■ **To-do list**:
1. In the interview excerpt, who is named as having directed an episode the previous year?
2. Reproduce the interview excerpt word for word, starting with "PEARLE: Those of" and going on through "same episode together?".
3. Resume the interview about the episode with Felicity and William H. Macy from the point where it stops.

■ **Passage given**:

>> begin

GORDON: Danny and I looked at each other and said, ‘This feels like a very high degree of difficulty, and it may not work.’ We just really didn’t know, because the drama lived in such a strangely nuanced place, and when we read the script, we literally called each other and I said, ‘Am I crazy, or is this unbelievable?’ Then when Felicity came on and Sameh Zoabi, who had directed an episode last year…it had a great, great feeling going into it, and then the result, we think, really speaks for itself.

DEADLINE: Most of what Felicity’s character is alleging is so hard to prove in court. How do you flesh out these ideas and make it believable from both sides, especially in a scenario like this?

PEARLE: I think the show really lives in the gray area and stories that really center on fundamental ambiguities, where it’s not black and white. And I think, as you say, an ability like that can’t be proven with hard facts in court. I think it, surprisingly, turns out to be much more about her inner relationship to this. Is it a gift? Is it a curse? Does she believe it fully herself? Is she starting to feel skeptical herself based on what she’s heard in court? The show’s at it’s best when it deals with questions that don’t perfectly fit into a legal framework, or can’t fully be answered or resolved in our current legal system. So I think the nuance and the subtlety of that is ultimately what makes it so powerful and so moving. I’d seen episodes of other procedurals that had to do with this subject matter where it was much more, ‘Oh, this is a con artist. This is the grifter. It turns out it was a fake the whole time,’ which would have been simpler and easier and ultimately less interesting than a character who does believe in their own gift, at least to an extent.

GORDON: I think the details that animate her story, because really, in the broadest terms, it’s about a woman who is lonely and alone in the world. Here’s a set of reasons why she’s alone, and those reasons are separate and apart from her gift…it is a psychological profile of intimacy, of getting closer to people, what happens if you knew too much about what another person thought? I think there’s a basic fear. And then the vibrating relationship between she and Bill Macy as a couple, who your heart goes out to the second you see him coming into that dry cleaner store…

PEARLE: Those of us that are not psychic, we still all know that question of, how much is it worth taking on someone else’s pain and entering someone else’s painful situation? The question of how to get close to people, how to get close to trauma, how to get close to grief without losing yourself in it in some way, I think that’s a very human question that we all grapple with. What’s the cost of that kind of intimacy and that kind of connection? So even though it’s about a very particular person with a very particular gift, I think that, at its core, the questions it’s asking are things that we’ve all asked ourselves.

DEADLINE: Speaking of William H. Macy, how did he and Felicity end up in the same episode together?

>> end

■ **Given information**:
>> begin

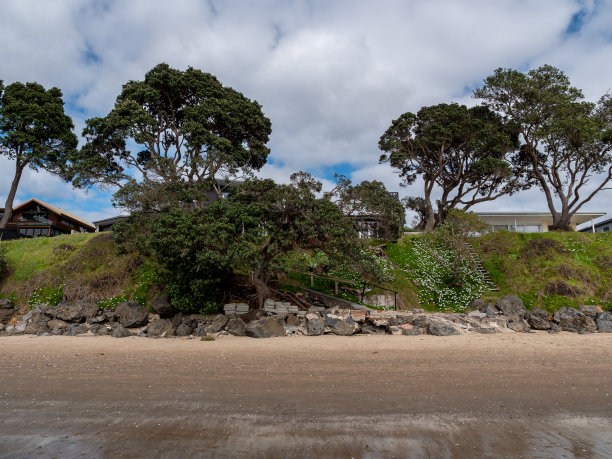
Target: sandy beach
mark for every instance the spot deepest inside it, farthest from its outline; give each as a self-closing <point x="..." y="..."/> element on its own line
<point x="502" y="395"/>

>> end

■ **Final answers**:
1. Sameh Zoabi

2.
PEARLE: Those of us that are not psychic, we still all know that question of, how much is it worth taking on someone else’s pain and entering someone else’s painful situation? The question of how to get close to people, how to get close to trauma, how to get close to grief without losing yourself in it in some way, I think that’s a very human question that we all grapple with. What’s the cost of that kind of intimacy and that kind of connection? So even though it’s about a very particular person with a very particular gift, I think that, at its core, the questions it’s asking are things that we’ve all asked ourselves.

DEADLINE: Speaking of William H. Macy, how did he and Felicity end up in the same episode together?

3.
PEARLE: I think Felicity actually knew Amy Lippman…but honestly, she popped our heads right away as sort of dream casting. We sent her the script, and she read it and loved it, and we were just totally over the moon. I think then we had a Zoom with her, talking about the other characters. We sort of said ‘Well, if Bill wants to join, that would be great,’ half joking, and she’s like, ‘You know what? Why not? That’d be fun. It’s a great script.’ It’s also, you know, the whole thing shoots, the nine day shoot. One of the things that we pride ourselves on is that I think a lot of actors have had a really great experience on the show, and because it is a one-off, someone like Felicity, who happens to be married to a great actor who’s right for it, why not want to have you both come? It was gravy. I mean, we were pinching ourselves, but presumably, she pitched it to him. He read it too, and said ‘Why not?’

GORDON: We had a harder sell than that, but it was close. ‘Give it to Bill. You’ll have a great couple of weeks up in Toronto.’

PEARLE: I feel like, actually she may have first suggested it herself, Howard. her cell power. My memory is that we were saying, ‘Do you have any friends you want to cast?; And she said, ‘Well, what about my Bill?’ And we said, ‘Well, sure.’

GORDON: You may be right…Nobody remembers anything, exactly.

DEADLINE: Do you feel like your perspectives on these scenarios ever change as you’re writing and working through them?

GORDON: When I first pitched the show, I said to the network, ‘At the end of these episodes, I want people to fall silent and, if they’re watching it with someone, I want them to look at the person and not be able to talk for a moment, because they’re not sure how they feel or what they would do or how they would act in that situation.’ Sometimes it’s not even about answering anything about what you would do, but just shining the light on what does irrational and relentless hope look like, and when is the time to move on? In terms of who we think [is wrong] and what we would do, I don’t know. That’s what I think is good. Ask the question. You may not know the answer, but ask the question about, how would I deal with that?

DEADLINE: What should audiences expect out of this season? You have a ton of heavy hitters lined up across all of these episodes.

PEARLE: Howard mentioned the episode that’s a little bit in the future. I think one thing we leaned into was taking more risks with genre and style. The Taylor Schilling episode is a lot of action. Like, Speed as an Accused episode. You know, the Deborah Winger episode has a lot of comedy. I mean, those ladies are absolutely hilarious, and there’s Latin ballroom dancing in it. There’s music. I think it’s still a very heartfelt episode, and it’s quite moving in the end, but it’s a much brighter color and has actually a lot of laugh out loud comedy. I’m really excited for for that one. Miley Malloy, who’s one of our writers, who wrote and directed her own episode this year, it was her directorial debut, and she just completely knocked out of the park. That’s an episode with Cobie Smulders, and Dina Shihabi and Vella Lovell, who are all just absolutely outstanding. I mean, talk about a script that took a long time to iterate and then come together, because she went through so many iterations. It really paid off. I’m really proud of her, because she actually directed it herself. So it’s really her vision.

Michael Chiklis is directing an episode with Ken Jeong, and that’s going to be exciting. I know Ken is very excited, because he got to do something very different from what he’s known for. I mean, he’s always going to be Ken Jeong. He’s always going to be funny and a joy to watch. But it is a true tragedy. And that one also stars Jamie Chung, who’s absolutely terrific. Just a really powerful script. Sonequa Martin-Green star in our finale, which is set slightly in the future, more like Accused meets Black Mirror.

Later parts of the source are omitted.